**Text passage:**
----------------
Choppies loses out in Sh173m tax dispute
THE STANDARD INSIDER
By Dominic Omondi
| Apr 24th 2020 | 2 min read
THE STANDARD INSIDER
Choppies Enterprises Ltd, a retail chain with origins in Botswana, has lost its bid seeking to compel the taxman to unfreeze its accounts over a Sh173.4 million tax dispute.
Choppies, which has since exited the Kenyan market following a poor run, had moved to court seeking the order, pending resolution of the case.
However, High Court judge David Majanja dismissed the application with costs to Kenya Revenue Authority (KRA).
KRA froze the accounts after it realised that the retail chain, which got a foothold in Kenya by acquiring Ukwala Supermarkets Ltd, was in the process of winding up its business in Kenya. The tax agency argued that the cash-strapped retailer had already sold its branches, assets and stocks to Tusker Mattresses Supermarkets, Chandarana Supermarkets, Quickmart Supermarkets and Appmatt Ltd without informing it despite the ongoing tax dispute.
“Choppies was faulted for not disclosing their financial position; they did not disclose how much was held in their accounts and what would be realised from the sale of their assets,” said Paul Matuku, a commissioner in charge of legal services at KRA.
The court ruled that Choppies should provide security for taxes payable to KRA since it had closed shop in the country.
Further, the court gave the retailer and KRA 14 days to explore an amicable settlement of the tax dispute.
Nakumatt is another retail chain that went down with billions in unpaid taxes. Besides owing creditors, including landlords and suppliers as much as Sh40 billion, the erstwhile retail chain owes KRA about Sh2.3 billion.
With revenues declining due to the difficult economic environment, which has been compounded by the coronavirus pandemic, KRA has resorted to enforcing compliance to optimise its collection.
Yesterday, the taxman also directed business owners trading on digital platforms to charge value-added tax (VAT) on their transactions and remit the taxes.
In a statement, the Commissioner for Domestic Taxes Elizabeth Meyo expressed concern that some digital business owners are not charging VAT as required by law.
“All non-compliant traders are hereby advised to comply to avoid penalties and interests on outstanding taxes failure to which appropriate action will be taken in accordance with the law. Where fraud will be detected, appropriate criminal proceedings shall be bought against the offenders,” said Meyo. KRA is under pressure to aggressively collect taxes against a tough business environment, with the economy expected to suffer as a result of the coronavirus pandemic that has driven firms into bankruptcy.
----------------
**Listed entries:**
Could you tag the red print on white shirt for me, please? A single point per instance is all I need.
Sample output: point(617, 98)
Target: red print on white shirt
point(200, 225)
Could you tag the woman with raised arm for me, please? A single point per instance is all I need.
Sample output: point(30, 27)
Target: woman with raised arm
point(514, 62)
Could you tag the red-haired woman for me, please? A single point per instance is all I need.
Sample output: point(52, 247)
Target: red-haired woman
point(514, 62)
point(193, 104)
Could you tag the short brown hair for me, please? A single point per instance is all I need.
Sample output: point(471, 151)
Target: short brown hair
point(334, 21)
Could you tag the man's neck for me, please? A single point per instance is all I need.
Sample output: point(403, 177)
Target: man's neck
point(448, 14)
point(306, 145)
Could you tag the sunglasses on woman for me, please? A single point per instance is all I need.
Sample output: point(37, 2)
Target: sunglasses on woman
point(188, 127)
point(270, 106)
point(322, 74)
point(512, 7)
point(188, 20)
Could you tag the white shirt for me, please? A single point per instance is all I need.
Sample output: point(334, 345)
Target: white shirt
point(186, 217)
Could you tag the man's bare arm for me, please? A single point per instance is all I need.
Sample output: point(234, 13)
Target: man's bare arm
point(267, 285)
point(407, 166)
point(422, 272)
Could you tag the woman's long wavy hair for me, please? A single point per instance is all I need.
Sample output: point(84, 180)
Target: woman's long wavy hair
----------------
**Tasks to carry out:**
[1] From the article on the Choppies tax dispute, return the passage from "Yesterday, the taxman" up to and including "remit the taxes.", copied word for word.
[2] Answer these questions from the article on the Choppies tax dispute:
(a) Which High Court judge dismissed the Choppies application?
(b) How many days did the court give the retailer and KRA to explore an amicable settlement?
(c) About how much does Nakumatt owe KRA?

**Numbered answers:**
[1]
Yesterday, the taxman also directed business owners trading on digital platforms to charge value-added tax (VAT) on their transactions and remit the taxes.

[2]
(a) David Majanja
(b) 14 days
(c) About Sh2.3 billion